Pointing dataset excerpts
════════════════
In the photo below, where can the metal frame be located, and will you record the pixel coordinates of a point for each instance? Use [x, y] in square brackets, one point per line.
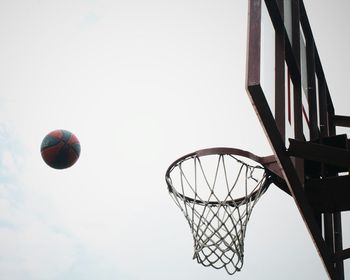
[268, 162]
[327, 237]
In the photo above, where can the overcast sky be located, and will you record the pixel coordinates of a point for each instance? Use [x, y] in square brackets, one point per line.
[140, 83]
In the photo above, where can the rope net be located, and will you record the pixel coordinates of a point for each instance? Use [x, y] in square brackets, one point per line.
[217, 193]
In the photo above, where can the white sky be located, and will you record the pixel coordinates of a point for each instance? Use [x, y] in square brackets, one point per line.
[140, 83]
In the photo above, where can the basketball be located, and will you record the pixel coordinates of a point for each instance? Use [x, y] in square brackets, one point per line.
[60, 149]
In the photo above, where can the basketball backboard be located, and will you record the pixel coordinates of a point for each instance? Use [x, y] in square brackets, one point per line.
[289, 91]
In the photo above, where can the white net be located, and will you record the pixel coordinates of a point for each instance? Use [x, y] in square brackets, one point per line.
[217, 193]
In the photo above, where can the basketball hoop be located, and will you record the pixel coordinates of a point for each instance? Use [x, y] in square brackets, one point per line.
[216, 189]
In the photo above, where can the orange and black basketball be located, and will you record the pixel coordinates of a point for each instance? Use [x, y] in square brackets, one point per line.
[60, 149]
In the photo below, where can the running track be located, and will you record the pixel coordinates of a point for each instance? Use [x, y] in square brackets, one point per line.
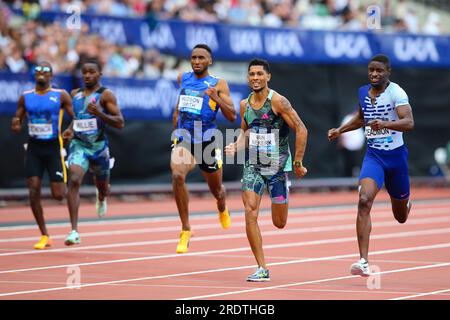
[131, 253]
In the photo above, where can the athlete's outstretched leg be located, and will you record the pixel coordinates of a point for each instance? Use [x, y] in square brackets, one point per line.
[251, 203]
[181, 163]
[367, 194]
[214, 180]
[279, 214]
[73, 195]
[34, 191]
[401, 209]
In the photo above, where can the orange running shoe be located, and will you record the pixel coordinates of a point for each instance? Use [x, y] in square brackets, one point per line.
[183, 245]
[225, 219]
[43, 243]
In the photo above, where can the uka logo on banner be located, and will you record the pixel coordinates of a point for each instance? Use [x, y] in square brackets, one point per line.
[110, 29]
[284, 43]
[245, 41]
[161, 37]
[408, 49]
[347, 45]
[195, 35]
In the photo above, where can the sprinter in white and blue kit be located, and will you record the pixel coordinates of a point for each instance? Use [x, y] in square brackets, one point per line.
[385, 113]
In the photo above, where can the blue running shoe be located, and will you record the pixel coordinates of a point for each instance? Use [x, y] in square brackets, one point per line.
[260, 275]
[72, 238]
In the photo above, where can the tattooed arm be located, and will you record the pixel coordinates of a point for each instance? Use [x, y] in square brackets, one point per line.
[282, 107]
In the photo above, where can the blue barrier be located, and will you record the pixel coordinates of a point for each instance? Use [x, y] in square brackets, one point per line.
[233, 43]
[137, 98]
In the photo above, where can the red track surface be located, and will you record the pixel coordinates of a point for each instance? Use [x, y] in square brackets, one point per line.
[124, 258]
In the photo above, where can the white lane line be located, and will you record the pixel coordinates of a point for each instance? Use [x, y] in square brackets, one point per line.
[421, 295]
[417, 248]
[332, 228]
[312, 282]
[395, 235]
[343, 217]
[418, 204]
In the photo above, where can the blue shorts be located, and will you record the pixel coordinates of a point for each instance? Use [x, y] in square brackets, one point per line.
[390, 167]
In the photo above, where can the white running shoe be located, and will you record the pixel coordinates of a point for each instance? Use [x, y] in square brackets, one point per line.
[100, 206]
[360, 268]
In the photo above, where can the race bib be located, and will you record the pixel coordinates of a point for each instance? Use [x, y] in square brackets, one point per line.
[190, 104]
[40, 129]
[377, 134]
[266, 140]
[84, 125]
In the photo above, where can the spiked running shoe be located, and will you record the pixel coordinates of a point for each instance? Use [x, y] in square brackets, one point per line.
[260, 275]
[360, 268]
[72, 238]
[183, 245]
[225, 219]
[100, 206]
[43, 243]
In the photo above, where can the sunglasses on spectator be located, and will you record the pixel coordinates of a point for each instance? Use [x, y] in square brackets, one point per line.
[42, 69]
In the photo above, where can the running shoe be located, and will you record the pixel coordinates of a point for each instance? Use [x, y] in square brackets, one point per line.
[360, 268]
[225, 219]
[100, 206]
[43, 243]
[260, 275]
[72, 238]
[183, 245]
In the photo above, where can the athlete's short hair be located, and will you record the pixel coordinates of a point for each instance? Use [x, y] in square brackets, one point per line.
[203, 46]
[383, 59]
[46, 64]
[259, 62]
[93, 61]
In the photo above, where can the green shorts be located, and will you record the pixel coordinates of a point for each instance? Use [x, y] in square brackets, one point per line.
[93, 157]
[277, 184]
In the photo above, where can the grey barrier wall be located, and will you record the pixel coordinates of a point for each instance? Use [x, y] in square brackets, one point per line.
════════════════
_WHAT THE TASK ASKS:_ Reproduce the listing above exactly, excluding all pictures.

_TASK OUTPUT:_
In the photo below, where can the metal frame be located, and will you record the pixel coordinates of a point for each instance? Use [x, y] in square brackets, one point per line.
[268, 162]
[327, 237]
In the photo above, where can the overcast sky be located, and will you record the pixel coordinates of a point for each instance? Use [x, y] in square brackets, one point per line.
[140, 83]
In the photo above, where can the rope net be located, and will you record the pixel coordinates of a point for each instance? Use [x, y] in square brackets, one point per line.
[217, 193]
In the photo above, where can the white sky be located, and will you record the pixel coordinates of a point for each instance? Use [x, y] in square brackets, one point per line.
[140, 83]
In the photo above, where can the basketball be located, and will you record the pixel coordinates of a point for each instance? Use [x, y] in square brackets, one point per line.
[60, 149]
In the photo above, where can the basketball backboard be located, and will you record the pixel coordinates of a point for each instance? Use [x, y] in square brackets, one point per line.
[289, 91]
In the photo above, where can the white net be located, and will you record the pixel coordinates of a point for each instance? Use [x, y] in square brackets, one point per line.
[217, 193]
In the photo above, where can the basketball hoop be located, and will you record the pixel coordinates of a point for each instance? Use [x, y] in square brackets, one point per line.
[216, 189]
In the photo above, where can the orange and black basketball be located, and will you record the pixel coordinates of a point for each instance? Use [x, y] in square brackets, one point per line.
[60, 149]
In the photo below, where can the running track be located, and will you record the pixel coordinates of a point for each instance? Use [x, y] in square brackets, one point per line.
[131, 253]
In the photo above, where can the athlete's outstretched leg be located, and will you record the pixel coordinates of a point for each instance? Use [x, y] in square brackets, one point per line.
[251, 203]
[181, 163]
[367, 194]
[214, 180]
[279, 214]
[73, 195]
[34, 191]
[401, 209]
In the photo above, where can the orange running shoe be located, and will you record the pixel coordinates of a point for each instance? Use [x, y] in square brackets, one point per line.
[183, 245]
[225, 219]
[43, 243]
In the photo above, where can the uka logo on banner be located, and will you record the pixel coordinates of a point for each instance? Use [x, y] in square brackets, one point per line.
[110, 29]
[284, 43]
[245, 41]
[161, 37]
[408, 49]
[347, 45]
[195, 35]
In the photo above, where can the sprinter in white and blue kit be located, and will you record the pixel coordinates of a point for each instance? Use [x, y] in square brackets, one point per line.
[385, 113]
In the photo above, where can the blue running shoe be located, and will you record the pixel coordinates of a point for each instance? Use [x, y] in square brackets, one point per line.
[260, 275]
[72, 238]
In the photo above, where can the tattooed arm be located, and will you record the pixel coordinates of a point for each instance? Use [x, y] in square brackets, one point per line.
[282, 107]
In the photo above, where can the blue barrier be located, and will you record the pixel coordinates of a point for each instance? Use [x, y] in square brackets, one point per line.
[233, 43]
[137, 98]
In the photo above, where can the red track surface be located, and will you record the pixel coordinates of a point for each instance? Use [x, y] in square brackets, one point per line.
[124, 258]
In the photo above, where can the white lane line be located, and will you record the pixel coordinates of a point for each instance? Use [x, y] in square brackets, one point per line.
[421, 295]
[417, 248]
[332, 228]
[312, 282]
[395, 235]
[343, 217]
[418, 204]
In the photo above, where can the blue shorts be located, and will you record the pixel coordinates of a point for each instance? Use [x, y] in square brackets, one point per line.
[390, 167]
In the photo above, where can the white running shoe be located, and will you record the pixel coordinates of a point for each instance? Use [x, y] in square brackets, one point per line.
[100, 206]
[360, 268]
In the photo above, where can the race bib be located, and will you record the pixel coordinates of a point for each instance? Use [x, y] in square brackets, one point per line.
[190, 104]
[40, 129]
[377, 134]
[266, 140]
[84, 125]
In the photo above, where can the spiked running shoe be located, and will you record the pixel coordinates of a point for each instance? Use [x, y] in square brackets, one point per line.
[260, 275]
[360, 268]
[72, 238]
[183, 245]
[225, 219]
[100, 206]
[43, 243]
In the photo above, where can the sunglasses on spectator be located, and will you record the pixel coordinates of a point for each instance? Use [x, y] in square brackets, one point per line.
[42, 69]
In the photo above, where can the running shoe be located, and will you record the pixel coordinates of a point for each instance? Use [x, y] in square brackets, one point per line.
[360, 268]
[225, 219]
[100, 206]
[43, 243]
[260, 275]
[72, 238]
[183, 245]
In the photo above, where can the athlete's short hair be located, and will you record the pixel coordinates of a point for each instance? Use [x, y] in square brackets, one point per line.
[203, 46]
[383, 59]
[46, 64]
[259, 62]
[93, 61]
In the photo above, where can the green shorts be located, and will you record the pixel coordinates of a point for each instance? Use [x, y] in square brackets, one point per line.
[93, 157]
[277, 184]
In the photo above, where can the grey barrier wall be located, and will you record the pixel coordinates of a point for each instance? Use [x, y] in square brackets, one point per line.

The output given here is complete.